Source passage =

= = = =

FIG. 3A is a side sectional elevational view taken along line 3A--3A of FIG. 3 depicting only the resistive element and associated conductors;
FIG. 3B is a top plan view of the printhead heater structure of FIGS. 3 and 3A showing bubble formation over a uniform electric field distribution;
FIG. 3C is a top plan view of the heater structure of FIGS. 3 and 3B showing bubble formation over a non-uniform electric field;
FIG. 4 is a top plan view of a third embodiment of the printhead heater structure of the present invention;
FIG. 4A is a side sectional elevational view taken along line 4A--4A of FIG. 4 depicting only the resistive element and associated conductors;
FIG. 5 is a top plan view of a fourth embodiment of the printhead heater structure of the present invention;
FIG. 5A shows a side sectional elevational view taken along line 5A--5A of FIG. 5;
FIG. 5B shows a side elevational view taken along line 5B--5B of FIG. 5;
FIG. 6 shows a top plan view of a fifth embodiment of the printhead heater structure of the present invention;
FIG. 6A is a side elevational view taken along line 6A--6A of FIG. 6; and
FIG. 6B is a side elevational view taken along line 6B--6B of FIG. 6.
Referring first to FIG. 1, a typical drop-on-demand ejector of an ink jet printhead is depicted. This type of printhead is typical of those used with the heater structures discussed below with respect to embodiments 1-5. The brief description provided below of the drop-on-demand printhead reflects the operating environment of the present invention and is not meant to be a full description of each of the elements which are well known to those of ordinary skill in this art.

= = = =

(Data lines)

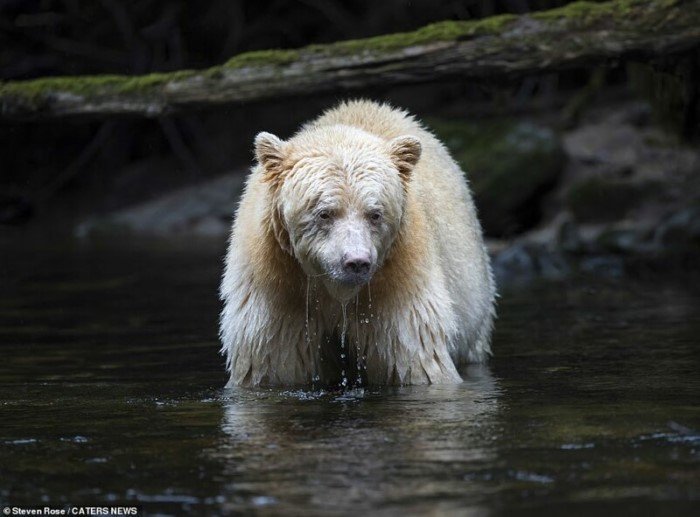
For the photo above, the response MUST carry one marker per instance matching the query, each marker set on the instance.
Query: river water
(111, 394)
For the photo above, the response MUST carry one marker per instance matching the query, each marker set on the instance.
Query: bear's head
(338, 198)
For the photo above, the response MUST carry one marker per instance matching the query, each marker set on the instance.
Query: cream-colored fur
(429, 305)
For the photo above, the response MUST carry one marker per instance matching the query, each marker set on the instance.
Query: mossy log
(579, 34)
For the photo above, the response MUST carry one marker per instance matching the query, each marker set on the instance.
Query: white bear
(356, 256)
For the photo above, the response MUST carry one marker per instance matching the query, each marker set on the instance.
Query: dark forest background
(594, 162)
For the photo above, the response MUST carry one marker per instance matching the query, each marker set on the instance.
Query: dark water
(111, 393)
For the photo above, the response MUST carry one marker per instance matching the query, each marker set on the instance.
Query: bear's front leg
(267, 345)
(409, 343)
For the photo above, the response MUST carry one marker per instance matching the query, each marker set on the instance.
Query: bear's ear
(405, 152)
(269, 151)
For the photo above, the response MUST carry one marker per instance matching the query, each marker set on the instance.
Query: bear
(355, 258)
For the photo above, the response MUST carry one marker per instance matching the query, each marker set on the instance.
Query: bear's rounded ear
(269, 151)
(405, 152)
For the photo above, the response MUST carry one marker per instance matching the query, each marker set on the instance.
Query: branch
(580, 34)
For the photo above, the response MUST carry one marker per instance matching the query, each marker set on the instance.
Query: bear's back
(378, 119)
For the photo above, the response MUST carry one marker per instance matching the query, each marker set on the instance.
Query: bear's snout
(357, 267)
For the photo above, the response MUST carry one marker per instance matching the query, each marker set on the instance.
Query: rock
(604, 265)
(204, 210)
(510, 165)
(680, 232)
(569, 238)
(602, 199)
(597, 144)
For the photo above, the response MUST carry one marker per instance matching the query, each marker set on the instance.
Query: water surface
(111, 393)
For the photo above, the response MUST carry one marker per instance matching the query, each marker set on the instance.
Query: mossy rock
(597, 199)
(510, 166)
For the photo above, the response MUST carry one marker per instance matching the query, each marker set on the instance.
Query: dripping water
(358, 360)
(343, 333)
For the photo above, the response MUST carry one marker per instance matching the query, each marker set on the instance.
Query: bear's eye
(375, 216)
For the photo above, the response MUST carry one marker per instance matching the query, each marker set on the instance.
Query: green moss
(36, 91)
(586, 11)
(261, 58)
(510, 165)
(435, 32)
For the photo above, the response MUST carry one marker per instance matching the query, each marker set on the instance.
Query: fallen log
(579, 34)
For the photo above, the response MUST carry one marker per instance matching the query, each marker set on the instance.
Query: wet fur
(430, 305)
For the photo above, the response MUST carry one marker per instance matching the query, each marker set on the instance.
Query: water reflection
(398, 447)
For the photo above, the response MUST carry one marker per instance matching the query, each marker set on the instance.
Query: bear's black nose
(357, 265)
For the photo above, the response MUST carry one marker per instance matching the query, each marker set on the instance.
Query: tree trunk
(579, 34)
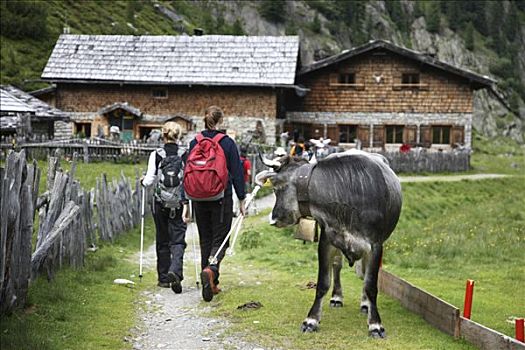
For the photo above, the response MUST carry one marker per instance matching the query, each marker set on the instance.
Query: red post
(519, 330)
(467, 308)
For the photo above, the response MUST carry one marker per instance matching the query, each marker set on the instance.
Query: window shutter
(363, 134)
(332, 134)
(458, 135)
(426, 135)
(410, 135)
(379, 136)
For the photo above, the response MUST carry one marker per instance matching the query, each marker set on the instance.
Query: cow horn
(275, 164)
(264, 175)
(313, 160)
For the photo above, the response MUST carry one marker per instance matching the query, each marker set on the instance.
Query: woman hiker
(214, 215)
(165, 172)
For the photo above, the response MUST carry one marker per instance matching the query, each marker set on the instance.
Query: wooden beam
(486, 338)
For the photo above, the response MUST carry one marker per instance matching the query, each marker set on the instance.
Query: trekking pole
(239, 224)
(142, 231)
(235, 225)
(195, 235)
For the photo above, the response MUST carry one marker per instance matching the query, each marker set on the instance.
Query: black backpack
(169, 189)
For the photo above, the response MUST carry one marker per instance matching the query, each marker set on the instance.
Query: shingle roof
(207, 60)
(40, 108)
(9, 103)
(479, 81)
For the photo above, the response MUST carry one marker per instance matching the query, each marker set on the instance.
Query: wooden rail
(68, 218)
(443, 315)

= = = =

To do =
• A. Identify each line of the listing that contains the string "black", and copy those lines.
• B. Finish out the next part of the passage on ink jet printhead heater structures, picking up after its final sentence.
The printhead passage and the listing come from unrelated sources.

Exercise results =
• A.
Query: bear's black nose
Query: black backpack

• B.
Referring now to FIG. 1, a plurality of drop ejecting elements 20 are typically aligned in a linear array in parallel rows. Drop ejecting elements 20 are formed on a barrier plate 22 mounted on a chip 23 and are centered below a nozzle plate 24. For convenience, the invention will be described in relation to the orientation depicted in FIG. 1, and consequently, terms such as "above," "below," and "left," as used herein are to be construed in the relative sense. Formed within barrier plate 22 and chip 23 is an open via 26. Nozzle plate 24 includes an ink supply region 28 disposed above open via 26. Extending from opposite sides of ink supply region 28 are a pair of ink feed channels 30 each in communication with a respective firing chamber 32. Mounted within each firing chamber 32 is a respective firing element 34 which is the subject of the present invention. Formed within nozzle plate 24 and extending upwardly from firing chamber 32 is a nozzle 36. Ink is supplied from open via 26 through ink supply regions 28 into firing chambers 32. Actuation of firing element 34 causes ink to be ejected through a respective nozzle 36. Firing elements 34 are positioned a fixed distance h from a top surface 38 of nozzle plate 24 as depicted in FIG. 1 such that the entire top surface of firing element 34 is the same vertical distance from the outlet of nozzle 36.
Ink from the open via is retained within each ink feed channel 30 until, in response to a driving pulse from a control means, it is rapidly heated and vaporized by the firing element 34 disposed within the firing chamber 32. This rapid vaporization of the ink creates a bubble which causes a quantity of ink to be ejected through nozzle 36 to a copy sheet 40. The droplet strikes the paper's specified location related to the image being produced and forms an ink spot having a diameter directly related to the volume of the ejected droplet.
With reference to FIGS. 2-6, a heater structure is illustrated which is constructed in accordance with the principles of the present invention. With regards to FIGS. 1-3 only the operative thin film layers are described. The layers not described are presumed to be similar to those found in standard thermal ink jet applications and should be readily known to those of ordinary skill in the art.
It should also be understood that although the invention is described using heater elements (actuators) for ink drop formation, it is also possible to use other methods of ink drop formation in practicing the present invention, such as for example, electro-magnet-solenoid actuators and piezoelectric actuators.
Refer now to FIGS. 2 and 2A, where a printhead heater structure according to a first embodiment of the present invention is depicted. Firing element 50 is preferably formed of a resistive heater element typically used in ink jet printer applications. Firing element 50 includes a resistive element 52 which is divided into a first active section 54 and a second active section 56, each of which has a rectangular shape. First active section 54 has a left edge 58 and a right edge 60, a top edge 62 and a bottom edge 64. Left edge 58 abuts a conductor C1a, both of which have a width w. Top edge 62 and bottom edge 64 each have a length a.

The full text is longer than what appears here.